** Start Available records **
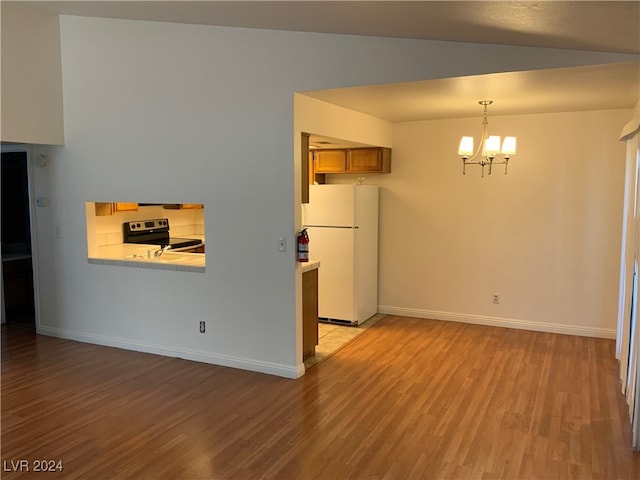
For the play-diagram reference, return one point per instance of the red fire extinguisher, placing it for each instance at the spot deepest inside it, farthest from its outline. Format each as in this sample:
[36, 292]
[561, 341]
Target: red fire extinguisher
[303, 246]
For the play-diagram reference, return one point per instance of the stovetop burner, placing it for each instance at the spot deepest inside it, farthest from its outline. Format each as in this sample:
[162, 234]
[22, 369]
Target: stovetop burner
[154, 232]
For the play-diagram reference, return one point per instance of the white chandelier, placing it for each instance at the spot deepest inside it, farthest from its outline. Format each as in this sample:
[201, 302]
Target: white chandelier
[489, 151]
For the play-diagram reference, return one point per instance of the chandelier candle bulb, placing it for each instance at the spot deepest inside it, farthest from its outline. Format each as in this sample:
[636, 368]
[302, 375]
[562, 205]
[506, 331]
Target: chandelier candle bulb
[489, 151]
[492, 146]
[509, 146]
[466, 147]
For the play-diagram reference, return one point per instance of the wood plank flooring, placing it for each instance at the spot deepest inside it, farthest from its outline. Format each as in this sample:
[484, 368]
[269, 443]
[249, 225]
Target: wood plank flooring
[408, 398]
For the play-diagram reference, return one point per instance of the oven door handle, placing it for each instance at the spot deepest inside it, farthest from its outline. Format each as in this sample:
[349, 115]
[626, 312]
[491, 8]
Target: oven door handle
[186, 249]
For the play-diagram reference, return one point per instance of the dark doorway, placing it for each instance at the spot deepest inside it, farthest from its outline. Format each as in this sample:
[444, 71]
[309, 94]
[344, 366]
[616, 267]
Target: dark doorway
[17, 270]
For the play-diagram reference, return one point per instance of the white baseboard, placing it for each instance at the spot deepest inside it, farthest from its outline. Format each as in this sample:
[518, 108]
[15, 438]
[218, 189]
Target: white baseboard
[500, 322]
[195, 355]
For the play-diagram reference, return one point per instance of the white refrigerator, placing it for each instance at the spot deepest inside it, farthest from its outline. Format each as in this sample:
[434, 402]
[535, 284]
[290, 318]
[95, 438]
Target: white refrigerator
[342, 223]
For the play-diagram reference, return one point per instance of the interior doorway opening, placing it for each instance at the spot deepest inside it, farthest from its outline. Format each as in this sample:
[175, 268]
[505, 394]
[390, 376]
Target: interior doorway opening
[18, 296]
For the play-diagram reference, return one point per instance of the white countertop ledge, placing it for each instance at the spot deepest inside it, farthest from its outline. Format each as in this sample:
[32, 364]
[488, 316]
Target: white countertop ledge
[132, 255]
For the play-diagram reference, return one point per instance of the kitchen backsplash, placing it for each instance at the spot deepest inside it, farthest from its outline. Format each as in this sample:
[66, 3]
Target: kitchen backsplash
[182, 223]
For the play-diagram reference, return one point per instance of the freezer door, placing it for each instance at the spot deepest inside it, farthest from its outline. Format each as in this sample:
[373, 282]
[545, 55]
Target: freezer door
[331, 205]
[335, 248]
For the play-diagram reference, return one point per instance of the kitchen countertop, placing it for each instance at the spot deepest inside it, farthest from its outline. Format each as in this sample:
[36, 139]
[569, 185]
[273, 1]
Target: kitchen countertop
[141, 256]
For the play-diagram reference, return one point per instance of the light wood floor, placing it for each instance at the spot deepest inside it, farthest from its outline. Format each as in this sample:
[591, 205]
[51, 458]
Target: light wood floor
[408, 398]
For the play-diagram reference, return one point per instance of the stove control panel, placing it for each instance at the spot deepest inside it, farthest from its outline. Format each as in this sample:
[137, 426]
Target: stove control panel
[143, 225]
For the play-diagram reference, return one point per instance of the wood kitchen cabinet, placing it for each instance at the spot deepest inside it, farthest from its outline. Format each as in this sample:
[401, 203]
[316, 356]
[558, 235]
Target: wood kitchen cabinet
[331, 161]
[183, 206]
[353, 160]
[109, 208]
[309, 313]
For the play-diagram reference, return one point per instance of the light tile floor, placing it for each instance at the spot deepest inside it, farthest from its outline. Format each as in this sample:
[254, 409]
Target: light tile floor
[331, 337]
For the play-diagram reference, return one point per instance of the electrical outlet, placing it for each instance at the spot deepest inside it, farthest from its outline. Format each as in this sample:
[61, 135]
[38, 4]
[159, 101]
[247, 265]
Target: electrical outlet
** End Available records **
• _Exercise goal_:
Give every record again exactly, apart from the pictures, which stay out.

• _Exercise solution_:
For the play-diagram reference, return one point per instance of the red fire extinguisher, placing it for each instance at the spot deepest inside it, farthest from its outline. Format each as in this sample:
[36, 292]
[561, 341]
Target: red fire extinguisher
[303, 246]
For the play-diagram reference, return one point per instance of the stovetop burner, placing it for each instance at the spot deepest inside it, farthest from its outline. Format each as in this sample:
[162, 234]
[22, 369]
Target: stovetop burner
[154, 232]
For the play-diagram reference, return one point per instance of the white chandelier, placing it for each instance at the spot deepest inside it, farthest from its outline. Format each as in this sample:
[201, 302]
Target: white chandelier
[489, 151]
For the play-diagram reference, return one point per instance of the chandelier candle bulb, placing it for each instance at the spot deepest inside it, farthest from its outline. Format each as in this sample:
[636, 368]
[302, 375]
[562, 205]
[506, 331]
Target: chandelier candle bulb
[489, 151]
[492, 146]
[509, 146]
[466, 147]
For the play-diagram reference, return one point per instance of the wood plank flooring, placing it for each instance at the spot deepest inside it, farthest from its outline. Format each as in this sample:
[484, 368]
[269, 443]
[249, 225]
Target: wood plank flooring
[408, 398]
For the play-diagram reference, return one point per instance of the oven door handle, placing it for each instance at the spot deepest inside it, farthest from its outline. Format each as in this sample:
[349, 115]
[626, 312]
[491, 8]
Target: oven door handle
[186, 249]
For the play-diagram reference, return one point per instance of the dark doorway, placing it for each instance at the spot deepest inside it, farthest from its outline. Format each as in this sample:
[444, 71]
[309, 94]
[344, 366]
[616, 267]
Target: dark doorway
[17, 270]
For the play-diagram reference, return one point per instance of the white baseboard, placing it for each instance at the spot deepest inside it, farthest from its outline. Format each as in this sample:
[518, 108]
[15, 438]
[218, 189]
Target: white baseboard
[500, 322]
[195, 355]
For the play-diagram reference, return one point per instance of the white refrigerator, placing it for each instance at the spot deepest inside it, farthest from its outline. Format each as in this sample:
[434, 402]
[535, 284]
[290, 318]
[95, 438]
Target: white refrigerator
[342, 223]
For the play-diagram reference, return one point per instance of the interior doorway opening, placing it for each instance at the spot deepest inside it, farthest from its outline. Format each as in this sample:
[175, 268]
[505, 394]
[390, 376]
Target: interior doorway opening
[18, 296]
For the play-diagram reference, return one point per instance of the white countertop ledge, placing it for each instance at the spot deepest inside it, farthest from its outline. Format each as in this sample:
[32, 364]
[488, 316]
Target: white countertop ledge
[132, 255]
For the play-diagram reference, return one point per instance of the kitchen backsplash, placing it for each instance at the spot deepest inside it, farthest from its outline. Format each as in this sample:
[66, 3]
Target: kitchen backsplash
[182, 223]
For the play-diagram reference, return one point per instance of the freezer door, placing it for each instance at the spot deepest inside it, farthest from its outline. Format each as in this sample:
[373, 282]
[545, 55]
Target: freezer door
[331, 205]
[335, 248]
For the play-diagram reference, return one point per instance of the kitchen countertop, placing it for each instance at the spot deepest inside it, farthest from its outline. Format each as in this sample:
[36, 139]
[569, 185]
[273, 1]
Target: kitchen countertop
[141, 256]
For the play-diagram reference, return one point per instance of the light wood floor, placing it for each instance at the spot deepest inside it, farthest from its outline. Format each as in this sample:
[591, 205]
[51, 458]
Target: light wood floor
[408, 398]
For the play-diagram reference, return one point per instance of the stove control panel, placing it for each instance at the spot deepest inside it, farthest from its outline. Format each as in this sample:
[137, 426]
Target: stove control panel
[143, 225]
For the play-diagram reference, return one point per instance of the wood kitchen cabinet, placing it for each instance at the spot deepest inside it, farthest from its outline. Format each as in this sample:
[401, 203]
[316, 356]
[558, 235]
Target: wood kitchen cabinet
[331, 161]
[183, 206]
[353, 160]
[109, 208]
[309, 313]
For the play-diagram reference, return one point per instance of the light tile floor, placing it for each instance at the spot deepest inside it, farthest from its outline. Format each as in this sample:
[254, 409]
Target: light tile floor
[331, 337]
For the play-diagram reference, return one point per instance of the electrical outlet, placing it for each instance at the spot deepest inside it, farthest from its outline. Format each as in this sample:
[61, 135]
[38, 4]
[159, 101]
[247, 265]
Target: electrical outlet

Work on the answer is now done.